Denić utilizza questa cornice storica per invitare i visitatori a riflettere sulla complessa eredità del colonialismo. All’interno, l’artista crea spazi che ricordano ambienti come camere d’albergo, taverne, saune, bagni pubblici e cabine telefoniche di trent’anni fa. Questi spazi, carichi di significati, fungono da “cimeli sociali”, fantastico il vecchio Juke Box e i mitici cioccolatini al gusto di banana Bananica.
10. Egitto
Wael Shawky, rappresentante del Padiglione Egitto, esplora temi di identità nazionale e religiosa attraverso vari media, tra cui cinema, scultura, performance e disegno. La sua opera si radica in un profondo rapporto con la storia e il patrimonio culturale arabo, offrendo una reinterpretazione critica di eventi storici. Drama 1882 è un’installazione che riflette sulla rivolta del 1882 in Egitto contro il dominio imperiale britannico.
Ambientato in un teatro leggendario di Alessandria, con un set che ricorda il dadaismo, questo musical epico in otto atti utilizza attori per raccontare gli eventi drammatici che portarono alla storica battaglia di quell’estate. Shawky utilizza questa narrazione per spingere una riflessione critica sul revisionismo storico e sull’inutilità della guerra, offrendo una nuova prospettiva su un periodo cruciale della storia egiziana.
11. Padiglione Venezia
Il Padiglione Venezia propone un’esplorazione non geografica, linguistica o sociale, ma affettiva e sentimentale, della ricerca di sé e della propria completezza emotiva. La mostra si concentra sulla sensazione di sentirsi a casa, un concetto che va oltre il luogo fisico e abbraccia gli spazi dove ci sentiamo liberi di essere noi stessi. Sestante Domestico è un’installazione che funge da strumento di ricerca attraverso mappe di cielo, terra, storia, natura e amore. L’opera suggerisce che, con l’amore, si possa trasformare qualsiasi luogo in una casa, ovunque essa sia.
12. Grecia
L’installazione Xiròmero/Dryland rappresenta un’opera ibrida creata da un collettivo di artisti greci. Questa installazione utilizza l’acqua come tema centrale per esplorare il potenziale politico del suono e della musica, oltre all’impatto della tecnologia sui paesaggi rurali e sulla diversità culturale. Gli artisti seguono i movimenti di una fiera di provincia, osservando come le piazze, i villaggi e il territorio circostante ne vengano influenzati. Le feste popolari locali, attraverso rituali e intrattenimenti, trasmettono informazioni sulle attività agricole, scandiscono il tempo e creano una temporalità interna alla comunità durante la semina, l’irrigazione e la raccolta. L’opera mette in relazione le esperienze e i costumi locali con la condizione globale, evidenziando come le direttive estetiche e le tradizioni cambino, e come la vita rurale e le celebrazioni assumano nuove forme, mantenendo aperto il tema delle dimensioni politiche di questi processi.
=======
Compiti:
1. Trascrivi dal testo sui padiglioni tutto ciò che va da "Denić utilizza questa" giù fino a "di banana Bananica.".
2. Indica se ciascuna affermazione concorda con il testo sui padiglioni, rispondendo sì o no e citando le parole decisive: (a) Drama 1882 di Wael Shawky è un musical in otto atti; (b) l'installazione Xiròmero/Dryland è opera di un singolo artista greco; (c) il Padiglione Venezia propone un'esplorazione di tipo geografico.

Dati di origine:
=======
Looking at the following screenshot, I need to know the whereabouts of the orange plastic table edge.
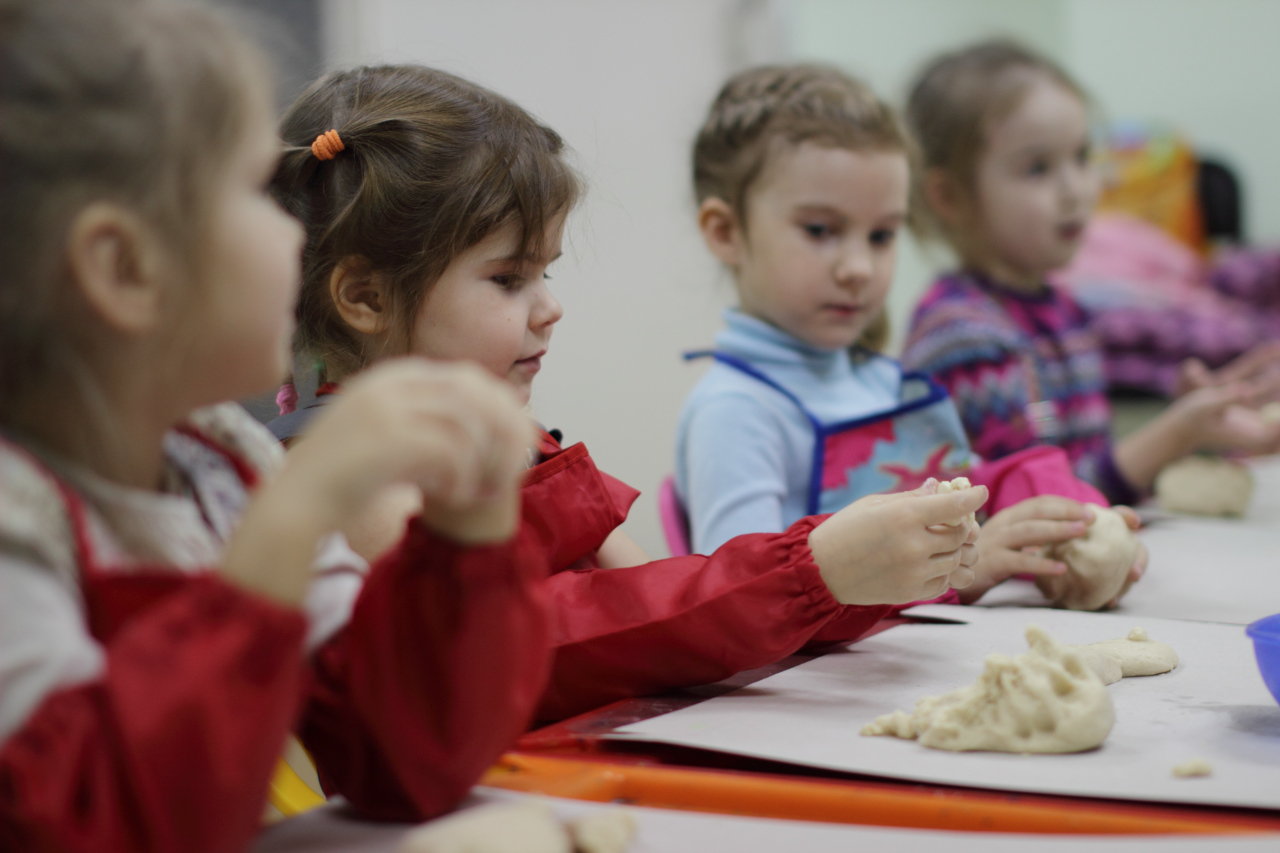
=======
Risposte:
1.
Denić utilizza questa cornice storica per invitare i visitatori a riflettere sulla complessa eredità del colonialismo. All’interno, l’artista crea spazi che ricordano ambienti come camere d’albergo, taverne, saune, bagni pubblici e cabine telefoniche di trent’anni fa. Questi spazi, carichi di significati, fungono da “cimeli sociali”, fantastico il vecchio Juke Box e i mitici cioccolatini al gusto di banana Bananica.

2.
(a) Sì: "questo musical epico in otto atti".
(b) No: "creata da un collettivo di artisti greci".
(c) No: "un’esplorazione non geografica, linguistica o sociale, ma affettiva e sentimentale".